| STATED TASK A |
Copy out the rows from the one containing "If you could mark the pink" through the final row, reproducing each line without any change.

** start PASSAGE PROVIDED **

Infrared Investigations

This lesson focuses on how infrared technology is used by engineers creating equipment and systems for a variety of industries. Teams of students explore the application of infrared in remote controls, test materials that encourage or prevent infrared transmission, and develop systems that allow transmission of infrared in restricted environments.

  • Learn about infrared technology.
  • Learn about how engineers incorporate different technologies in product and system designs.
  • Learn about teamwork and working in groups.

Age Levels: 8-18

Build Materials (For each team)

Required Materials

  • One set of materials for each team of students:
    • Black paper
    • White paper
    • Aluminum foil sheets (smooth)
    • Several small mirrors
    • CD or DVD
    • Black electrical tape or duct tape
    • Flashlight
    • Plastic wrap
    • Clear plastic cup
    • Water
    • Food coloring
    • Milk or other non-transparent liquid

Testing Materials

  • Remote Control and Television

Materials

  • Remote Control and Television

Process

Teams test their predictions about interference or extension of infrared by bouncing the remote control infrared off of some or all of the following materials to see if it stills controls the television:

  • White paper
  • Black paper
  • Flat foil
  • Crumpled foil
  • Plastic wrap
  • A hand
  • CD
  • Glass of Water
  • Glass of Milk
  • Glass of Colored Water
  • Black Electrical Tape

Next, students will use mirrors to redirect the infrared around the corner or into another room.

Then, students can test the effect of using a flashlight at a 90 degree angle and parallel with the infrared beam to the television. Students should note their results on the Student Worksheet.

Design Challenge

You are a team of engineers who have been given the challenge to devise a plan to operate a television from an infrared remote control that is around a corner or into another room.

Criteria

  • Use a remote control infrared beam to test reflecting the beam off of objects.
  • Use a mirror to direct the infrared beam around the corner or into another room.

Constraints

  • Use only the materials provided.
  1. Break class into teams of 2-3.
  2. Hand out the Infrared Investigations worksheet.
  3. Discuss the topics in the Background Concepts Section.
  4. Review the Engineering Design Process, Design Challenge, Criteria, Constraints and Materials.
  5. Provide each team with their materials.
  6. Explain that students are going to test the limitations of infrared technology in a remote control by using various materials to reflect the infrared beam off the material and back to a television. Then, they will use a mirror to direct the infrared beam around the corner or into another room to operate the television.
  7. Announce the amount of time they have to design and build (1 hour recommended).
  8. Use a timer or an on-line stopwatch (count down feature) to ensure you keep on time. (www.online-stopwatch.com/full-screen-stopwatch). Give students regular “time checks” so they stay on task. If they are struggling, ask questions that will lead them to a solution quicker.
  9. Students meet and develop a plan for using the materials to reflect the infrared beam. They make predictions on the results and document them.

** end PASSAGE PROVIDED **
** start GIVEN DATA **

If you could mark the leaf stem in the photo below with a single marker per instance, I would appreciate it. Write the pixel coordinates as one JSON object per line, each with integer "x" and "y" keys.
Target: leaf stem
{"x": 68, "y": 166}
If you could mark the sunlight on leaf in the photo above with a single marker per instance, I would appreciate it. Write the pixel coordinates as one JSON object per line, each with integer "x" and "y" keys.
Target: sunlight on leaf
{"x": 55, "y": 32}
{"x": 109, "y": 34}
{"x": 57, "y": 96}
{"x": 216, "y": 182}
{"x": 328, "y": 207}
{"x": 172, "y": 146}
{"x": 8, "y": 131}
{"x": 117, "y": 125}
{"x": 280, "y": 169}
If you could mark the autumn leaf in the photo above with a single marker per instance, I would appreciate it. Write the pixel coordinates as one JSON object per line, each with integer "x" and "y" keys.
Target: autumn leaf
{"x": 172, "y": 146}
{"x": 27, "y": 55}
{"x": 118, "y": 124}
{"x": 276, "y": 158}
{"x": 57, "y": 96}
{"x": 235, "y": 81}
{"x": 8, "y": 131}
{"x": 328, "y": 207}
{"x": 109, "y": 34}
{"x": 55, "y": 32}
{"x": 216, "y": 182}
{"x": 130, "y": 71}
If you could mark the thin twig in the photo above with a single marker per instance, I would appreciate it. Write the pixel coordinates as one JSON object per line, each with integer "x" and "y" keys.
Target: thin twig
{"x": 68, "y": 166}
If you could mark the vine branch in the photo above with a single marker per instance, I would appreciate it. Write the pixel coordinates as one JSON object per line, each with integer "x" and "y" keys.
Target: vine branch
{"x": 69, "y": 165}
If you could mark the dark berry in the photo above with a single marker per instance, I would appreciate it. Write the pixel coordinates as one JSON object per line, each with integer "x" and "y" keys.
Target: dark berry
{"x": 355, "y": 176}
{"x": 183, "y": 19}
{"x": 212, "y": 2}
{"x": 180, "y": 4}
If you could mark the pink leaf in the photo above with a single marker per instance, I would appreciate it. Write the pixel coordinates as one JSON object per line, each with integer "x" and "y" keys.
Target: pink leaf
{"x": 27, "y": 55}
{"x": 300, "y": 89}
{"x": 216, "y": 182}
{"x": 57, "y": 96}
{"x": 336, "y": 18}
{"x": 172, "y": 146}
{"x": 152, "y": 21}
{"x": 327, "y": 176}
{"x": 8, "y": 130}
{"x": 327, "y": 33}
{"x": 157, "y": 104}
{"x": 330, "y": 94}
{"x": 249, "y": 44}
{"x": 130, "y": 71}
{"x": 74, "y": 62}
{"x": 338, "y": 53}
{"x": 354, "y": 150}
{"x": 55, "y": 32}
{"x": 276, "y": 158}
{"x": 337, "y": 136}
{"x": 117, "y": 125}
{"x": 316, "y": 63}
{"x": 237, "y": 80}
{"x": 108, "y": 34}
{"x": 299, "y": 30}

** end GIVEN DATA **

| STATED TASK B |
In the infrared lesson, how much time is recommended for teams to design and build?

| TASK ANSWER A |
If you could mark the pink leaf in the photo above with a single marker per instance, I would appreciate it. Write the pixel coordinates as one JSON object per line, each with integer "x" and "y" keys.
Target: pink leaf
{"x": 27, "y": 55}
{"x": 300, "y": 89}
{"x": 216, "y": 182}
{"x": 57, "y": 96}
{"x": 336, "y": 18}
{"x": 172, "y": 146}
{"x": 152, "y": 21}
{"x": 327, "y": 176}
{"x": 8, "y": 130}
{"x": 327, "y": 33}
{"x": 157, "y": 104}
{"x": 330, "y": 94}
{"x": 249, "y": 44}
{"x": 130, "y": 71}
{"x": 74, "y": 62}
{"x": 338, "y": 53}
{"x": 354, "y": 150}
{"x": 55, "y": 32}
{"x": 276, "y": 158}
{"x": 337, "y": 136}
{"x": 117, "y": 125}
{"x": 316, "y": 63}
{"x": 237, "y": 80}
{"x": 108, "y": 34}
{"x": 299, "y": 30}

| TASK ANSWER B |
One hour is recommended.